[Data listing]

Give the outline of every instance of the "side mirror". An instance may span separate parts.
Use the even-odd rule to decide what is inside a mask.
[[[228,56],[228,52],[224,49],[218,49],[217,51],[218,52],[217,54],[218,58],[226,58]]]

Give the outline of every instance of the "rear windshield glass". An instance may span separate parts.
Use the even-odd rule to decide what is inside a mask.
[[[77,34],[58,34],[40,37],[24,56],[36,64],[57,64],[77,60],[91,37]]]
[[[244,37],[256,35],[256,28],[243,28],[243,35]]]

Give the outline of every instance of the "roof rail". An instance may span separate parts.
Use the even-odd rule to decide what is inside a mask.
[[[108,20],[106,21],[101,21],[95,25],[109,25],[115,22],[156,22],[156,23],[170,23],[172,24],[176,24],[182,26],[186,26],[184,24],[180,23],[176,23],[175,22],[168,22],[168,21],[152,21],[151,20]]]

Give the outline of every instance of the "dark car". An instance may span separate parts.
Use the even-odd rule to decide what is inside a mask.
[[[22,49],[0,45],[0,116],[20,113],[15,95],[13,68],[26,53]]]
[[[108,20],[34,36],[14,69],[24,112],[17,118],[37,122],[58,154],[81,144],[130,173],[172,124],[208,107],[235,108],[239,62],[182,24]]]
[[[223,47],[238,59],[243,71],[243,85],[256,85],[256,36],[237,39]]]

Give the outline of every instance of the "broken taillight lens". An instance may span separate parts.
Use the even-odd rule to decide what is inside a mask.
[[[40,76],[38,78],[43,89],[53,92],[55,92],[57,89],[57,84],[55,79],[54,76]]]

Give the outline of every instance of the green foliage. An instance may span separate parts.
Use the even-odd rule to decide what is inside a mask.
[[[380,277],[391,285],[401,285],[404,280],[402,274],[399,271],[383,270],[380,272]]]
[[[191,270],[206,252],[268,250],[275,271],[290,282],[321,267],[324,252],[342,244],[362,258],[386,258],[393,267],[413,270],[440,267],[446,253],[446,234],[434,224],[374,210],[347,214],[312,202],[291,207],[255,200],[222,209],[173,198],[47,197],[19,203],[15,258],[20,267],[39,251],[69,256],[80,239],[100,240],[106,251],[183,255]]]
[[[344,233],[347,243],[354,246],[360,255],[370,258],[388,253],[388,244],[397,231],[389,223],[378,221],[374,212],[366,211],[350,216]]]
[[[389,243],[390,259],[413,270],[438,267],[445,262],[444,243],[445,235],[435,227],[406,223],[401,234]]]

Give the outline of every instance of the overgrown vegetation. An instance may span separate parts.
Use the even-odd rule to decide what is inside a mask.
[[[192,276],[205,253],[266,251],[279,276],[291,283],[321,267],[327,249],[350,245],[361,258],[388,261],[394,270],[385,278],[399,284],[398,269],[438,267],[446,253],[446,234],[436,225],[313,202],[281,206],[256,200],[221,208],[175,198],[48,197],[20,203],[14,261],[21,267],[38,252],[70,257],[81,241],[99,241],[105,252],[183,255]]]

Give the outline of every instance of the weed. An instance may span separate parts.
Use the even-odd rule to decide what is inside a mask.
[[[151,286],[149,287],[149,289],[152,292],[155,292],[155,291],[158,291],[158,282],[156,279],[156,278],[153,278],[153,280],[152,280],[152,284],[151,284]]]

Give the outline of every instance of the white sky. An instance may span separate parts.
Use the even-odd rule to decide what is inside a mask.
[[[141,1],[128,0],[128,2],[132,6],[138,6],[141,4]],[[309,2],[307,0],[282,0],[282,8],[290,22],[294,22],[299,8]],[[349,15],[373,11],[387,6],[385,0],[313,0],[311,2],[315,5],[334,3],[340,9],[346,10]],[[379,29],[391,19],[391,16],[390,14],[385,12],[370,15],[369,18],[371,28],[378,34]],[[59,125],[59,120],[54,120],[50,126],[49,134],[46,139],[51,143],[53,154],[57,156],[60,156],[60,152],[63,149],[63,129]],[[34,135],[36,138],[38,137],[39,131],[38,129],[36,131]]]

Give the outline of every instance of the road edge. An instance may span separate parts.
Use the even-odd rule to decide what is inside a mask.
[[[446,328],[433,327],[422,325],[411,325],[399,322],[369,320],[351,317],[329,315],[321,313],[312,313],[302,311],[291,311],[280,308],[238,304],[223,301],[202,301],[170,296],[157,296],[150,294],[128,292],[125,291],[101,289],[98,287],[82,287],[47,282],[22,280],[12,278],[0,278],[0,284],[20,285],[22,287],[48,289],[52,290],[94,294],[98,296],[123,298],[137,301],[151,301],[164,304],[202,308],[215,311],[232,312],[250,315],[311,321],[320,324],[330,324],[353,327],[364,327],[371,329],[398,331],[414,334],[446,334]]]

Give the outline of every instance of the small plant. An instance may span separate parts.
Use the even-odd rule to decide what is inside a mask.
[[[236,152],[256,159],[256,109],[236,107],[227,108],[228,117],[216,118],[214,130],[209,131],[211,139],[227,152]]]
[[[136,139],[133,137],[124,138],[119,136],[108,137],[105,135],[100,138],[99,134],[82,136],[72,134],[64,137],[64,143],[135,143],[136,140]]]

*Set task*: Rewrite everything from the start of the items down to the line containing "[[[244,37],[256,35],[256,28],[243,28],[243,35]]]", both ends included, with each coordinate in the answers increased by 59 and all other lines left unchanged.

*Output*:
Give the outline of every instance of the "side mirror". An instance may span separate parts.
Use the even-odd rule to decide what is inside a mask.
[[[287,115],[287,111],[283,108],[277,108],[276,110],[277,111],[276,113],[277,117],[285,117]]]

Give the outline of every instance of the "rear windshield glass". An instance may span separate parts.
Use the even-odd rule to decide what is inside a mask.
[[[136,93],[117,93],[99,96],[83,115],[95,123],[116,123],[136,119],[150,96]]]
[[[303,96],[315,94],[315,87],[302,87],[302,94]]]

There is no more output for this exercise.